AMAZING NEWS ABOUT MAVIS GALLANT’S MOTHER

As you know, I was very proud to be Mavis Gallant’s Canadian Publisher.After I brought out From The Fifteenth District in 1978, we were in constant touch, and I was delighted that my suggested title, Home Truths, won the Governor-General’s Award in 1981, in my jubilant words, “truly bringing Mavis home”.
Over the years, in addition to our regular correspondence, we met and chatted in Montreal, Paris, New York, and Toronto. When she was Writer in Residence at The University of Toronto in 1983-4, we saw a lot of each other.
I thought I knew her.
Yet when I wrote my chapter about her in Stories About Storytellers, I was surprised to find how little information there was about her parents. Recently, however, I came across Stephen Henighan’s essay in the Guernica Editions book, Clark Blaise: Essays on His Works (Edited by J.R.(Tim) Struthers.
What a revelation!
Professor Henighan has researched this area with imaginative care and persistence. He writes: ” At the time of Gallant’s death in February 1914, virtually all newspapers echoed The New York Times in repeating the incorrect statement . “Ms Gallant was born in Montreal to an American mother…..”
He goes on: ” It is astonishing that none of the book-length studies of Gallant’s work, published by Neil K. Besner, Lesley D. Clement, Judith Skelton Grant, Janice Kulyk Keefer, Grazia Merler, Danielle Schaub, and Karen E. Smythe, provides the names of Gallant’s parents. Only Grant offers a more detailed, albeit not entirely correct, account: “her mother, Canadian (but raised in the United States) of mixed heritage- German, Breton, Rumanian.””

RECORD SET:
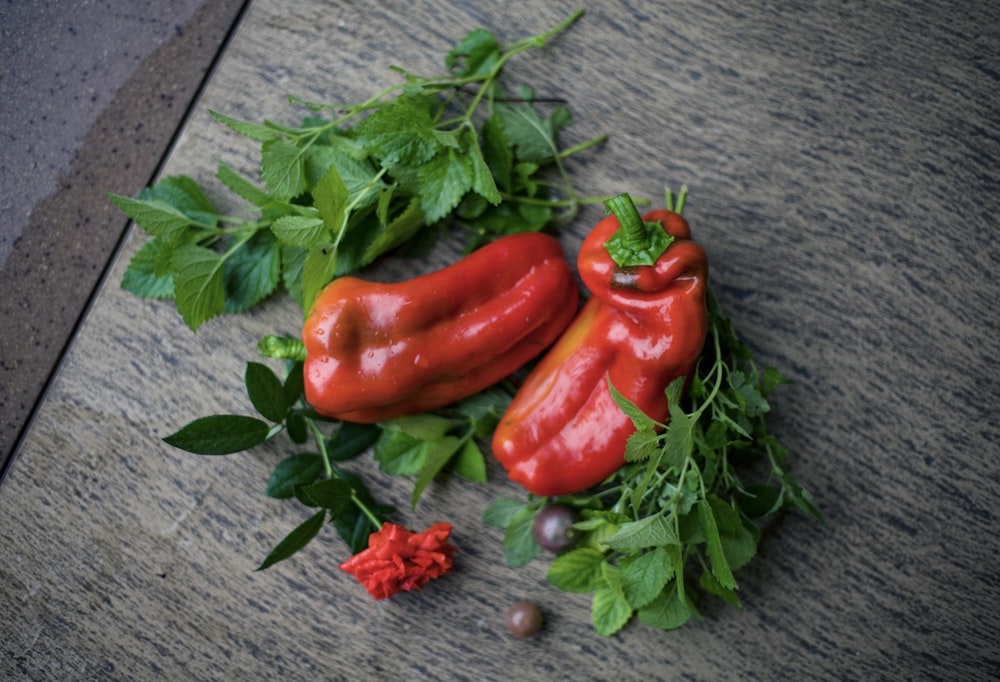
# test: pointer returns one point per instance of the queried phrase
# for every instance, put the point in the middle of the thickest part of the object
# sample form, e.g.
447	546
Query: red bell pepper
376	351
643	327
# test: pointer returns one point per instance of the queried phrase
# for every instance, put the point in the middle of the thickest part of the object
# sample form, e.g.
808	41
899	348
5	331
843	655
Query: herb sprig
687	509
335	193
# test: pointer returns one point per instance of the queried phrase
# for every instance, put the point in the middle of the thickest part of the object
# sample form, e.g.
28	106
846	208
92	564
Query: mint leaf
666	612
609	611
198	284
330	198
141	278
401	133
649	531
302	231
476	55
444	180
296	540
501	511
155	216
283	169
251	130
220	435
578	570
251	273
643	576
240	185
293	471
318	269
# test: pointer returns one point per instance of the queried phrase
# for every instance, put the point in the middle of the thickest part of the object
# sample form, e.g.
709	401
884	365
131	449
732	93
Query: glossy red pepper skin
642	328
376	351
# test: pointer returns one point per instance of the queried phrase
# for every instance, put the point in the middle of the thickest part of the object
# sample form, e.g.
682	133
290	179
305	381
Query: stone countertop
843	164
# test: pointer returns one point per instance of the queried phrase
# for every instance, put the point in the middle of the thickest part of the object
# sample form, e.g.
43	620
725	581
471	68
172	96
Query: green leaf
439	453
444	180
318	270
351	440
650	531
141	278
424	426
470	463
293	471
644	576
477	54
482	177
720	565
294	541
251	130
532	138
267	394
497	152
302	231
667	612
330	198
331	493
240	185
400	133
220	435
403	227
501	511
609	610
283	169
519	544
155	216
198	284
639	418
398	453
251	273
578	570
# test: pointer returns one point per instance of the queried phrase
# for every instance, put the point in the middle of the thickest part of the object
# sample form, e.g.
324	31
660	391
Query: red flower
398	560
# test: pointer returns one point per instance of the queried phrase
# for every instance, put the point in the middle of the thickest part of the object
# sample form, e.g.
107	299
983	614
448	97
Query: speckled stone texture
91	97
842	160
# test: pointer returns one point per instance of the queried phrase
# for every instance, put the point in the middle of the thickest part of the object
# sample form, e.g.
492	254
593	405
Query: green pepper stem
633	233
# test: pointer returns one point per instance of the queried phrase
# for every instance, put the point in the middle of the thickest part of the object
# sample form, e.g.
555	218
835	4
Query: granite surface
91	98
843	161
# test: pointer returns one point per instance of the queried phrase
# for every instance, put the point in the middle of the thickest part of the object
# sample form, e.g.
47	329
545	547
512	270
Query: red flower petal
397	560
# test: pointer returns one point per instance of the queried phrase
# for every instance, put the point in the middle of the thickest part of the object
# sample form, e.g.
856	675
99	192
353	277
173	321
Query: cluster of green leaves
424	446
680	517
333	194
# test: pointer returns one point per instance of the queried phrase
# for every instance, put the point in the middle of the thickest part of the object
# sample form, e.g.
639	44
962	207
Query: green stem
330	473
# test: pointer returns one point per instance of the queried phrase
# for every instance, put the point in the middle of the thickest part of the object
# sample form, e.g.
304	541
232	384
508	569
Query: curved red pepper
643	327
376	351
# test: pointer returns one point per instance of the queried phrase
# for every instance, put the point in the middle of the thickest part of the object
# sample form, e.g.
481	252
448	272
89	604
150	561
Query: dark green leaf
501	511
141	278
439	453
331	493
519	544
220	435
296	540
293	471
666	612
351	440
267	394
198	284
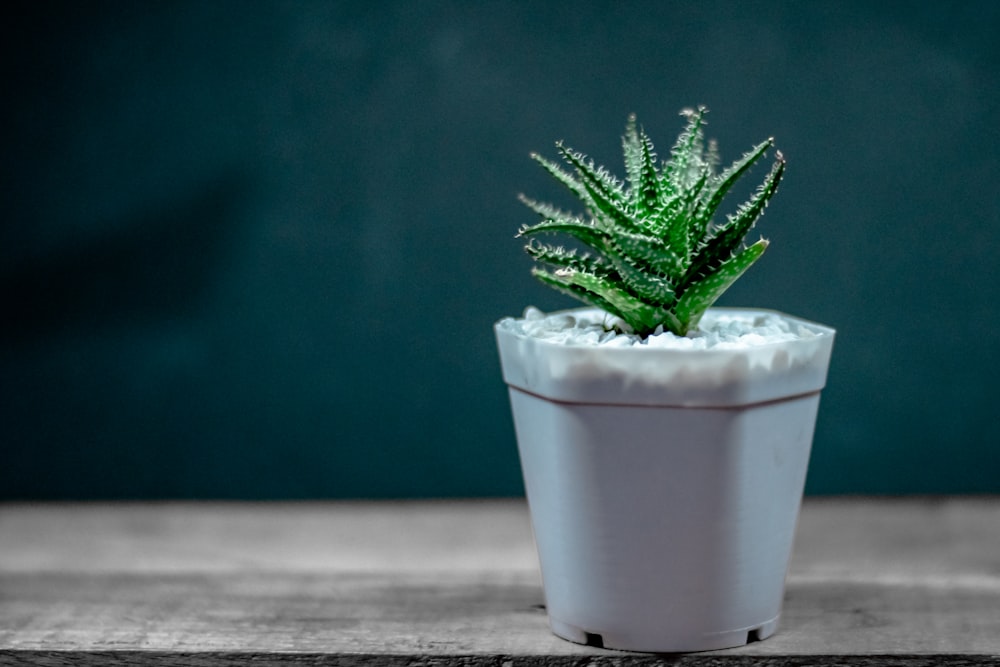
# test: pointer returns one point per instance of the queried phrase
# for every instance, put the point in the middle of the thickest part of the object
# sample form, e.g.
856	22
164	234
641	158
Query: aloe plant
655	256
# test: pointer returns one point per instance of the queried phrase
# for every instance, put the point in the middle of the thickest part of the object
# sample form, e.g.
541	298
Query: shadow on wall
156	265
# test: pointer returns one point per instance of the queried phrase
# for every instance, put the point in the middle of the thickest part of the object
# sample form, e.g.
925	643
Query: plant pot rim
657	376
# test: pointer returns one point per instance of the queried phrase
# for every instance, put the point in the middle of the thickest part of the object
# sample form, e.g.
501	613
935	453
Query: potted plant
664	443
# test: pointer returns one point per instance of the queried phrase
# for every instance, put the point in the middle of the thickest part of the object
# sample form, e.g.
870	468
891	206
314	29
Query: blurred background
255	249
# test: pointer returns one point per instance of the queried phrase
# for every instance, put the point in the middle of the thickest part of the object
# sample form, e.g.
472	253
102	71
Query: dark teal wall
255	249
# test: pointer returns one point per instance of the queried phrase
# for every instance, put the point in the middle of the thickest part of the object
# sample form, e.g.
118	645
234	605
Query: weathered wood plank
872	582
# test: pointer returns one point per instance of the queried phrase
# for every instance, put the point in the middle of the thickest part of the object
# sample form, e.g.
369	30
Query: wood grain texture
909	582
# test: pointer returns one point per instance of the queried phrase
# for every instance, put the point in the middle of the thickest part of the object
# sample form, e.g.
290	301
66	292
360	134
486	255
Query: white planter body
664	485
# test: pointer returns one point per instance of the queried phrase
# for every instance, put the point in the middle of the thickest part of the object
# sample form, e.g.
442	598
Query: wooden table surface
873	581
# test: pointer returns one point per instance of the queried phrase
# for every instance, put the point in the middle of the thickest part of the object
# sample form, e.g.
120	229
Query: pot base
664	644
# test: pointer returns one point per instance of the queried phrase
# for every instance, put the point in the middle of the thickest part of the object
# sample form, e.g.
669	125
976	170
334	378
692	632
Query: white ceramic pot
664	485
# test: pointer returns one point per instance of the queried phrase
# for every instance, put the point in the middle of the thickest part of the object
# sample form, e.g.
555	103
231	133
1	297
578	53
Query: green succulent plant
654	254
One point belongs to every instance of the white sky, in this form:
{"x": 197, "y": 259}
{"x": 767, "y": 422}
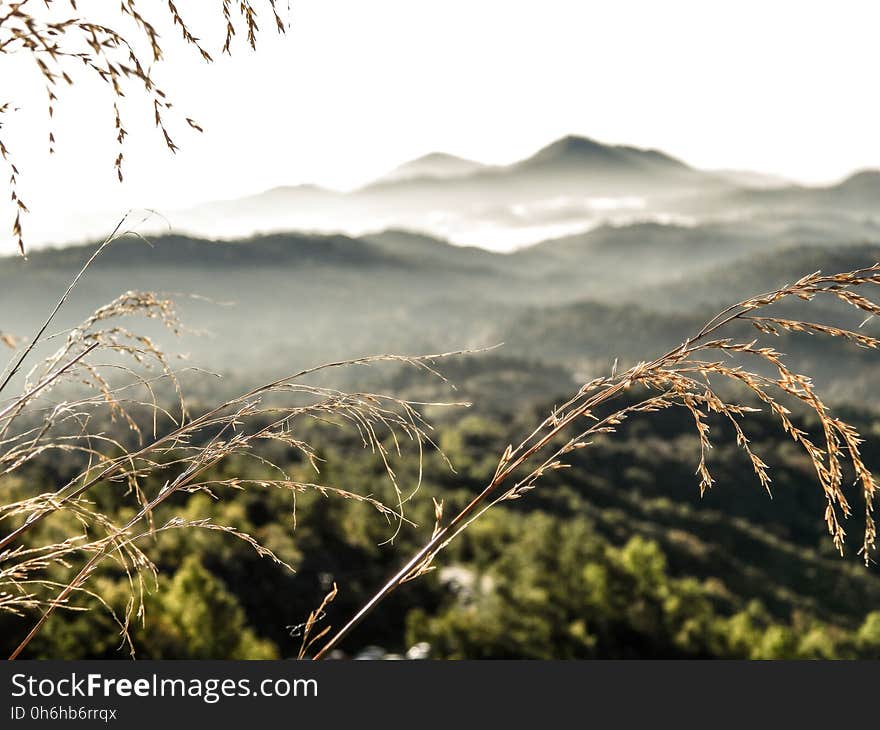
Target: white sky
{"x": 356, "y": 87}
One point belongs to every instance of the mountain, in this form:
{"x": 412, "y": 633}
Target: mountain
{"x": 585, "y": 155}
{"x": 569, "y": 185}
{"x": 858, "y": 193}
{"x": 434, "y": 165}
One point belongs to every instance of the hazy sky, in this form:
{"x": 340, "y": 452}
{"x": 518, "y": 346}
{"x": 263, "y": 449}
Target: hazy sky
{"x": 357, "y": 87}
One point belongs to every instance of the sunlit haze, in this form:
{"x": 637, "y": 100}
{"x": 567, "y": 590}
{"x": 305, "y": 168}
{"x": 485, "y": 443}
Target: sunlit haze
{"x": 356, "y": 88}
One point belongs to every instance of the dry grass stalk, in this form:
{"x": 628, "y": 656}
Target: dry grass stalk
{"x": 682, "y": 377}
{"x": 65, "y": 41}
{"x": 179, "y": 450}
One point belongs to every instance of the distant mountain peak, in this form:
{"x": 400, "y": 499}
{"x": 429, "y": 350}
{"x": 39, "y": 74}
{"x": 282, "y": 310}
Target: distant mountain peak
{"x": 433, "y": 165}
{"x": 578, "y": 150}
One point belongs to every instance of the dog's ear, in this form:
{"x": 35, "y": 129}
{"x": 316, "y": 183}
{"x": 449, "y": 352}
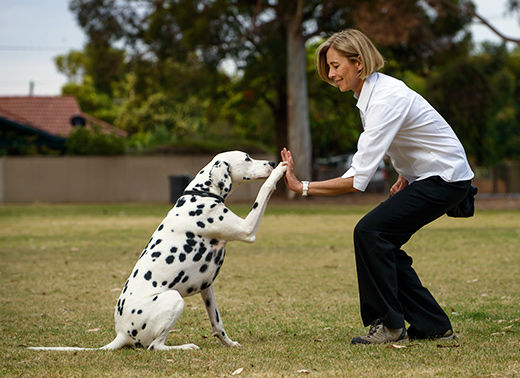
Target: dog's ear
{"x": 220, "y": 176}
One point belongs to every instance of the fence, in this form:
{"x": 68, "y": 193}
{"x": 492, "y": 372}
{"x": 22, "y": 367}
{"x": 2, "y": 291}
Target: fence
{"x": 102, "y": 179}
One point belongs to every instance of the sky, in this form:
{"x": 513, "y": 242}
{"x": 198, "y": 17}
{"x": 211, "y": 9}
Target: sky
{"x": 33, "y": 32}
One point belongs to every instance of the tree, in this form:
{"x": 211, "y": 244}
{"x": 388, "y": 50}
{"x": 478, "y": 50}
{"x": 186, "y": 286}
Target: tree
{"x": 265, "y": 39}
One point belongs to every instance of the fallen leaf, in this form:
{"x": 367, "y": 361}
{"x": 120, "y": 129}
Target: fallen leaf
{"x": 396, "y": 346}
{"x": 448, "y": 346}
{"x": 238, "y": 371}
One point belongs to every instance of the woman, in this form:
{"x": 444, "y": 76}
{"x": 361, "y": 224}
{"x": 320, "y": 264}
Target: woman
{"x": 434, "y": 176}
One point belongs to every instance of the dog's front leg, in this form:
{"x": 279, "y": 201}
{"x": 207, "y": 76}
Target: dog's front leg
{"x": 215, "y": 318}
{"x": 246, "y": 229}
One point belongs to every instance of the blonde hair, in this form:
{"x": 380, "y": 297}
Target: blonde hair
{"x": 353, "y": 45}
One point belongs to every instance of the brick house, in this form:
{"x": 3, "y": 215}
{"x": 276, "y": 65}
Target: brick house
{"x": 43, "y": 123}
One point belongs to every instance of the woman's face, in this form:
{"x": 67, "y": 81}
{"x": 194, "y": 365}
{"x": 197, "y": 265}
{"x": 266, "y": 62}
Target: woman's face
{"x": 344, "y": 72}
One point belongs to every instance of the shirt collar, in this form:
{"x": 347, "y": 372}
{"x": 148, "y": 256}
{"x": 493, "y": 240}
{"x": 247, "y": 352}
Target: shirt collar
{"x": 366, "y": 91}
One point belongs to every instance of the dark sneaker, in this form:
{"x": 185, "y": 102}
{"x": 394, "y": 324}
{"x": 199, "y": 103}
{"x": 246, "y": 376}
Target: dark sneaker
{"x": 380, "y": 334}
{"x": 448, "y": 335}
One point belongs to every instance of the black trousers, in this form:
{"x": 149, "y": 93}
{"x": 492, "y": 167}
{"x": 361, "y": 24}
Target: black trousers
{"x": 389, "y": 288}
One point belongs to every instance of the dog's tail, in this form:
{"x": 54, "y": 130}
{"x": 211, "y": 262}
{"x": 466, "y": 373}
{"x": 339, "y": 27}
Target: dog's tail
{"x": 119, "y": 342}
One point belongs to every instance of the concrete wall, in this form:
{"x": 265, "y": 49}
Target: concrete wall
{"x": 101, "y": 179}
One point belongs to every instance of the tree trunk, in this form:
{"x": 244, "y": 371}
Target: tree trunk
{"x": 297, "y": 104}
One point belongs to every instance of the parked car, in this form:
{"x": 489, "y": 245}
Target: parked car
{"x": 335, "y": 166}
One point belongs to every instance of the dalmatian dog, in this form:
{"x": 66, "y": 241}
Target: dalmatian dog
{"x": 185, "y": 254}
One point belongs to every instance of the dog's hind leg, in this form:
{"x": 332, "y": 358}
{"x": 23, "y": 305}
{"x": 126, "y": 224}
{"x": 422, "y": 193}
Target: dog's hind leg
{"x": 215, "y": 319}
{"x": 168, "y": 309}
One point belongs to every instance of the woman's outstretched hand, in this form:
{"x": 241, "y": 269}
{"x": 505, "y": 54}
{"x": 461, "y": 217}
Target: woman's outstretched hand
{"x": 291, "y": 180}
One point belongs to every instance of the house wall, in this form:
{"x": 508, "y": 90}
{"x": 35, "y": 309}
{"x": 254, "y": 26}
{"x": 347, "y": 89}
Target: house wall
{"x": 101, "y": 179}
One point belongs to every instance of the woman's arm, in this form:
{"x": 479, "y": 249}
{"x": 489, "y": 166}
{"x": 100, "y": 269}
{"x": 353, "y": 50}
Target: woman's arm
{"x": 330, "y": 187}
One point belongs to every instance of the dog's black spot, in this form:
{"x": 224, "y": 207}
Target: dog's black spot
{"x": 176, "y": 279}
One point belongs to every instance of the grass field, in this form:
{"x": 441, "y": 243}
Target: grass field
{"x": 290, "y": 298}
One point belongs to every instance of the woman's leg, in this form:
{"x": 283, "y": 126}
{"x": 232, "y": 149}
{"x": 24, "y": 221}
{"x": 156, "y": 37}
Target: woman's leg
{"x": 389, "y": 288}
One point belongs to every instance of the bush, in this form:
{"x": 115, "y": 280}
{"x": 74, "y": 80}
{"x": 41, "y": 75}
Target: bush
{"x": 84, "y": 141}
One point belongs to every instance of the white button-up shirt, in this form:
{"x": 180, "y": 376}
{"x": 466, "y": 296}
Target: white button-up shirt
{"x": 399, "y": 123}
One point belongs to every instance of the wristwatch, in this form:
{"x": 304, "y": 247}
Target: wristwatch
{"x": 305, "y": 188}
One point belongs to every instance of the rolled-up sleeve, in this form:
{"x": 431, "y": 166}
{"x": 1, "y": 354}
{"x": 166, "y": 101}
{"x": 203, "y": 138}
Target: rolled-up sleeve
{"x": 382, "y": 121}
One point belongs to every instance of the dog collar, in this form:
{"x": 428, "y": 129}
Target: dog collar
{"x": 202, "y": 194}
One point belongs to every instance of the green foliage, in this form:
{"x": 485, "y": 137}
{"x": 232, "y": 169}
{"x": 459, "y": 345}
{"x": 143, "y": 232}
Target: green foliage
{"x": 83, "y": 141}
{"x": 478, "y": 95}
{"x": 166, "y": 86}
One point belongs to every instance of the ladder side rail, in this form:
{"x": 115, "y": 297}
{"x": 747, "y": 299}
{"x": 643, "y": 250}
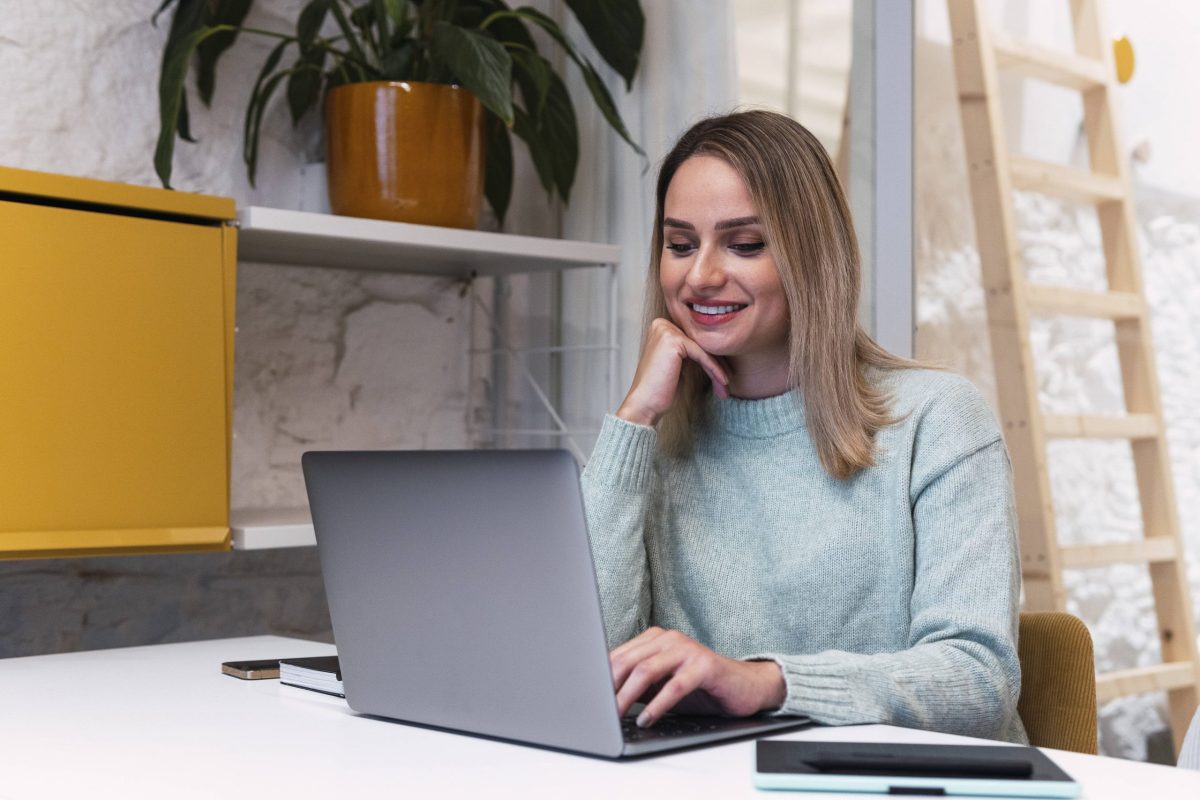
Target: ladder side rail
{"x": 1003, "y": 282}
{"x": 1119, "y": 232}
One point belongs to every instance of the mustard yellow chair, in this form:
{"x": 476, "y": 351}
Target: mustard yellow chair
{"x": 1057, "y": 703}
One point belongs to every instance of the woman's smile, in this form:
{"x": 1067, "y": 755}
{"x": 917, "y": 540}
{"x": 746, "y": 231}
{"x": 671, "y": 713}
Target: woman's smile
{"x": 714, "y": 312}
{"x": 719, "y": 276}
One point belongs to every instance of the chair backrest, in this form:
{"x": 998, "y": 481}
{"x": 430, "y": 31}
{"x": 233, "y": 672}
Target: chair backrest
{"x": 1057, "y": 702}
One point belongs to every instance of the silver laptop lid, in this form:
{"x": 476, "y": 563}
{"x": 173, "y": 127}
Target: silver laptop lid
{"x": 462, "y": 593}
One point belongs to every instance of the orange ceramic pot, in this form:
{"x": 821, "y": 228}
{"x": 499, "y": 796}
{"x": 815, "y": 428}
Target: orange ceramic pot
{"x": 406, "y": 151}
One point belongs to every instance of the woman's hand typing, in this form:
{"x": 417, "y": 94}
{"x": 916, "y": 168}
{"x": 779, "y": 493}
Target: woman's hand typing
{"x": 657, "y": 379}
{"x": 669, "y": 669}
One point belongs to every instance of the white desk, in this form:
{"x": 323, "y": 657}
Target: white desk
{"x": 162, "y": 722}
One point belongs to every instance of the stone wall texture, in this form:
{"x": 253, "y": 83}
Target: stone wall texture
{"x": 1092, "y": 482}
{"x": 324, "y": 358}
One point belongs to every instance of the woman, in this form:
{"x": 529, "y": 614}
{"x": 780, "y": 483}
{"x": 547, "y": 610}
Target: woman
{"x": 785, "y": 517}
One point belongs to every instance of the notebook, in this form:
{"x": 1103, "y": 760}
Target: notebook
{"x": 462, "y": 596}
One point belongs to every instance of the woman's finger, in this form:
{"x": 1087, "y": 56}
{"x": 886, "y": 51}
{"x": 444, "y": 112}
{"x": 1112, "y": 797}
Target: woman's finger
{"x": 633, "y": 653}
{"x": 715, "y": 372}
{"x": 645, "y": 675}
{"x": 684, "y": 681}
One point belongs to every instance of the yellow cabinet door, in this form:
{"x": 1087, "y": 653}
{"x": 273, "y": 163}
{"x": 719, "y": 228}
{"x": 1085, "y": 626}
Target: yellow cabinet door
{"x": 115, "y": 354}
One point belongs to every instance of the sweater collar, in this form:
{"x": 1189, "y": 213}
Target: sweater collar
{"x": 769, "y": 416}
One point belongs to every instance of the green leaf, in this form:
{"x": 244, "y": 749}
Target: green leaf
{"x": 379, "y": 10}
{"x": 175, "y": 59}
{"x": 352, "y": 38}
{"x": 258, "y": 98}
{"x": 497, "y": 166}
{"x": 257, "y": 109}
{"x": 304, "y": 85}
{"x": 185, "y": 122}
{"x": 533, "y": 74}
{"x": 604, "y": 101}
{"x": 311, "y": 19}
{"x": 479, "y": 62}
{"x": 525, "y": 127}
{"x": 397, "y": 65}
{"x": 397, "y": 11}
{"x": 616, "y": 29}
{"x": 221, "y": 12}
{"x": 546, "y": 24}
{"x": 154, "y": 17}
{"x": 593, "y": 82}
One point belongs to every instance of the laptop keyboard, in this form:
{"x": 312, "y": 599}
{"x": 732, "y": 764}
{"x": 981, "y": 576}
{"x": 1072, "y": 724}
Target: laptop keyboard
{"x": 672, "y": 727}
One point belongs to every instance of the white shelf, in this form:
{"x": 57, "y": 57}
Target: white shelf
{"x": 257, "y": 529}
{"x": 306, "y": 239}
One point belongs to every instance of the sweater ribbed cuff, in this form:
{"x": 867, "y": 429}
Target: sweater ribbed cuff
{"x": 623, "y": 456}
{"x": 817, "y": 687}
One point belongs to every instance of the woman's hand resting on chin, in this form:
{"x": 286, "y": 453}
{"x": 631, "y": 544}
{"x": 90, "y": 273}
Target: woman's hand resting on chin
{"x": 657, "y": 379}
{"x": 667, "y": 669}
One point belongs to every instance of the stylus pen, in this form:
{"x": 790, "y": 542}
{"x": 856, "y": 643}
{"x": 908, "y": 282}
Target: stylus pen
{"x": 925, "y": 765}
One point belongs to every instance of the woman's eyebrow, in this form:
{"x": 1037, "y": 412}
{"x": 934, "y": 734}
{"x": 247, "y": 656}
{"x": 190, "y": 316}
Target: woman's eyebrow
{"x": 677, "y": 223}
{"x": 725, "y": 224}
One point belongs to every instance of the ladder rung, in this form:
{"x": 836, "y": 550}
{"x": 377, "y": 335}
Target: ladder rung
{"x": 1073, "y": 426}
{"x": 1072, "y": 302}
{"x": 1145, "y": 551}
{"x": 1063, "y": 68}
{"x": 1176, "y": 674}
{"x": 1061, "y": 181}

TASK DESCRIPTION: In the post about Mavis Gallant's mother, what title suggested by the publisher won the Governor-General's Award in 1981? The records above come from a different source than the text.

RESULT OF THE EXERCISE: Home Truths